### WRITTEN PROBLEM
Reproduce word for word the stretch of the items below from the line that contains "Where can the man in black" through the line that contains "Target: man in black suit", and nothing else.

### GIVEN DATA

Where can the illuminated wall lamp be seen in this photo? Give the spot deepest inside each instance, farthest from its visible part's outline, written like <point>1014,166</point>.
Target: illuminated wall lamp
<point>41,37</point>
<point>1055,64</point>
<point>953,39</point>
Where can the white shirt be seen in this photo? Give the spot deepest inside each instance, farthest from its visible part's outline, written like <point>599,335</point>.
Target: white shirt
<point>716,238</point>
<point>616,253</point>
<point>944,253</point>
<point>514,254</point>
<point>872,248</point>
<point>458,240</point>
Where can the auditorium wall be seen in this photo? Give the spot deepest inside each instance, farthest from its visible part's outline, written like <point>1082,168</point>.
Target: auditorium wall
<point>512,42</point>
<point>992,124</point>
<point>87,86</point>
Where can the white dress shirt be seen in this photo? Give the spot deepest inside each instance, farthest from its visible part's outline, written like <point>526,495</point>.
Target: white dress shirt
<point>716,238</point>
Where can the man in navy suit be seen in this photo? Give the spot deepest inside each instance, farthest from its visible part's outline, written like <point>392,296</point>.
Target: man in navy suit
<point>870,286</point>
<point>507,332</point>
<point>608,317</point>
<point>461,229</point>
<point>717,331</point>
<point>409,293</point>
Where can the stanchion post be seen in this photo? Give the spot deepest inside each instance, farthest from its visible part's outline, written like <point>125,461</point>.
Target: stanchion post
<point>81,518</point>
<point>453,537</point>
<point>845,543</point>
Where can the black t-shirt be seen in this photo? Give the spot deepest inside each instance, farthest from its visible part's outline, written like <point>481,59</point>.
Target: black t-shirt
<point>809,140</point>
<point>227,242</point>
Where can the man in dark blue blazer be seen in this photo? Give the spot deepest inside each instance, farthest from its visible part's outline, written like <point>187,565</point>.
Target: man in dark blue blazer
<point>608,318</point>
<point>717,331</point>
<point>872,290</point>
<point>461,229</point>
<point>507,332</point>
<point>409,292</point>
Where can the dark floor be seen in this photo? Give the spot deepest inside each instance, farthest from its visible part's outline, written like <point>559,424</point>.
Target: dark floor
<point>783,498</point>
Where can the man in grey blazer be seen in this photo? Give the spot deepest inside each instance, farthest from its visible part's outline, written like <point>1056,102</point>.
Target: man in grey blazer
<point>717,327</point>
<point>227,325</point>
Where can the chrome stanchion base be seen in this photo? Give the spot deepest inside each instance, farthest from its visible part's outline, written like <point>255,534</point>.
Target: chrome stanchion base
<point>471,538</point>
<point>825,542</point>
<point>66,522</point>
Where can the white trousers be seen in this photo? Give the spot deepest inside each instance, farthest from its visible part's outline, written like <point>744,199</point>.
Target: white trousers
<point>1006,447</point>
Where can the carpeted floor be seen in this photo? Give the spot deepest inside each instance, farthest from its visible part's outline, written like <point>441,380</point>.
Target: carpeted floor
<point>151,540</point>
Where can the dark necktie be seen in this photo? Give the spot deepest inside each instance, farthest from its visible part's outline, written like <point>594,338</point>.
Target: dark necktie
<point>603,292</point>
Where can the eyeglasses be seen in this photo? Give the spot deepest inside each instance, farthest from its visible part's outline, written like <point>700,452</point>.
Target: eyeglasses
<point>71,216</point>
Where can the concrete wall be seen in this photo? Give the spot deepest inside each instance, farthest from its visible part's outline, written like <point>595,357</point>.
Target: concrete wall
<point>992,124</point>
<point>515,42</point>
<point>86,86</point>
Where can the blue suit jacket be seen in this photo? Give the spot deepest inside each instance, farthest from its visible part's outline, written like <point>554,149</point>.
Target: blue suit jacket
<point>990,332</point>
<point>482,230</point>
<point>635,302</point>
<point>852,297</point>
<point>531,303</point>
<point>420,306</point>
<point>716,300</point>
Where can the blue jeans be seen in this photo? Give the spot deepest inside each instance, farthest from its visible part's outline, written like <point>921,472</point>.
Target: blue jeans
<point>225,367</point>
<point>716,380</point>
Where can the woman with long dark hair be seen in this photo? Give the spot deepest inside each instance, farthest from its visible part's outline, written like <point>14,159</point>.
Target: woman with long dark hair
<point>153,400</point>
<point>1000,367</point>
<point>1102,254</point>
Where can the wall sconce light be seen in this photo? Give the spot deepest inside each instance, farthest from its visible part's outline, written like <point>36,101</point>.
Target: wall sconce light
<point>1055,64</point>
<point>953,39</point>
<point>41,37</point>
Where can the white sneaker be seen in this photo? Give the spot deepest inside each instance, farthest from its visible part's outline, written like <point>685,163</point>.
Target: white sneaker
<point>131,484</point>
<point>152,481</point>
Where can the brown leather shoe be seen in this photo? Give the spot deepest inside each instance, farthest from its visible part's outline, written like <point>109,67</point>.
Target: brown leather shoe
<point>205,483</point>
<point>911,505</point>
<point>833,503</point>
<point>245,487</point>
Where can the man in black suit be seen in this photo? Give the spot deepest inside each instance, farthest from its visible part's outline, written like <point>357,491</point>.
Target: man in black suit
==
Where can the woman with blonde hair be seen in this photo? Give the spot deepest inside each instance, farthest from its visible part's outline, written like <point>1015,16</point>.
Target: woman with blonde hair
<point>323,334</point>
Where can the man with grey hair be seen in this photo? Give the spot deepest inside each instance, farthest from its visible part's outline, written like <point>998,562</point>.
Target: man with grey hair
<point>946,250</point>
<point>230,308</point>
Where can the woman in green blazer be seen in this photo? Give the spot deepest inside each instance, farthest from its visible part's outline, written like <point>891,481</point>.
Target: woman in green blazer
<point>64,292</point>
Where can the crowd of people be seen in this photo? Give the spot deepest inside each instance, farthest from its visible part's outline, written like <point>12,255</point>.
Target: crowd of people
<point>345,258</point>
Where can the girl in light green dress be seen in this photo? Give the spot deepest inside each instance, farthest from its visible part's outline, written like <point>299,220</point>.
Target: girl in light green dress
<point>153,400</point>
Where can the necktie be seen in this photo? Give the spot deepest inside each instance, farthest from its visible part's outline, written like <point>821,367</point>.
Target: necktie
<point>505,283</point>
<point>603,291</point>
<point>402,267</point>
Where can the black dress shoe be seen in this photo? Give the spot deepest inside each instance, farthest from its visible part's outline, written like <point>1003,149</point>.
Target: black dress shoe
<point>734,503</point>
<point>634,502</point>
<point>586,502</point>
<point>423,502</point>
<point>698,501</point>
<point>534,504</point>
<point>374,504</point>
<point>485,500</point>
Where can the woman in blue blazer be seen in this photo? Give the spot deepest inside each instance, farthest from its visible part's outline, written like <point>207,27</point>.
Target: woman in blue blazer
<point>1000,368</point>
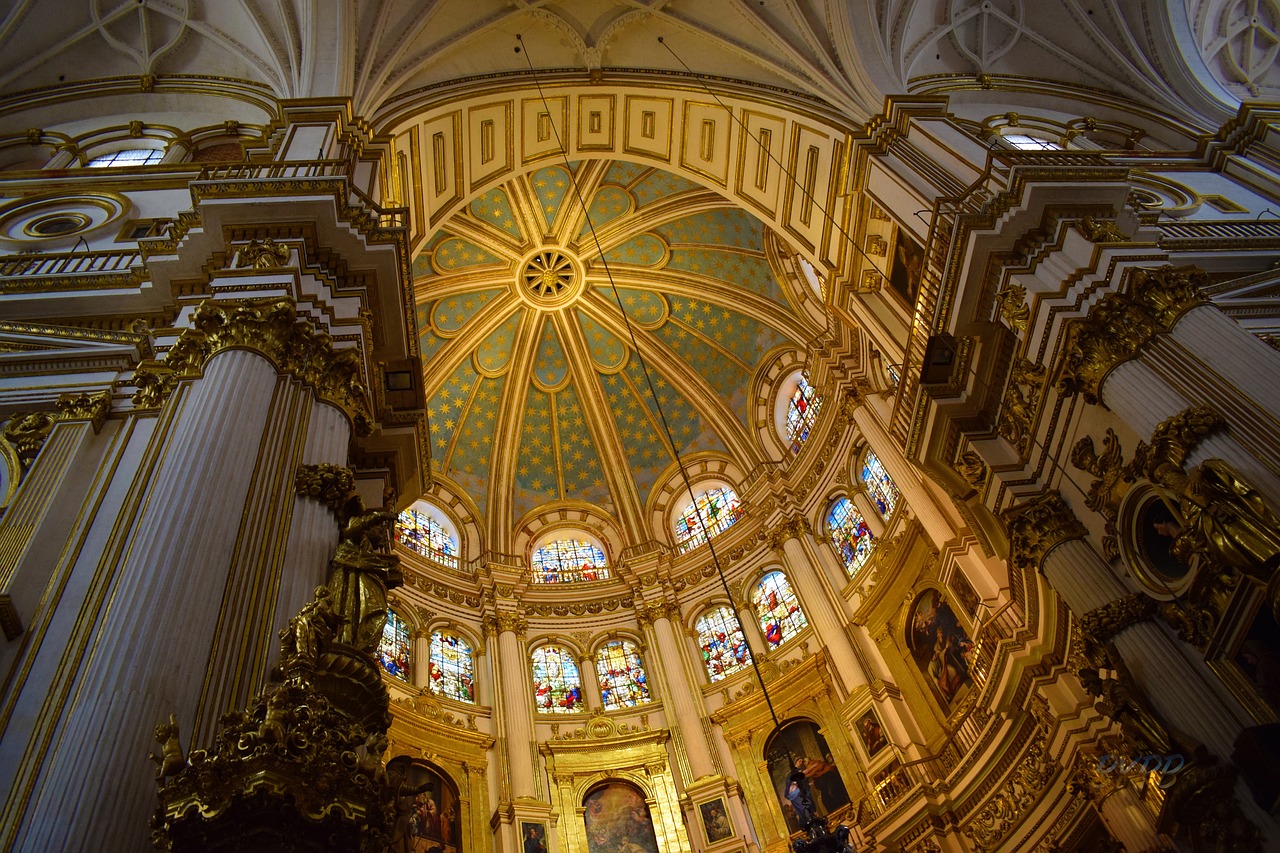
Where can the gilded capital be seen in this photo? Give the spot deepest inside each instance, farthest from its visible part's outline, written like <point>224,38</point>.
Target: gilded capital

### FULL SOLUTION
Where can the man in black suit be seen in this photo? Give the spot deepest inside each instance, farthest from its visible part's outline, written like <point>357,491</point>.
Target: man in black suit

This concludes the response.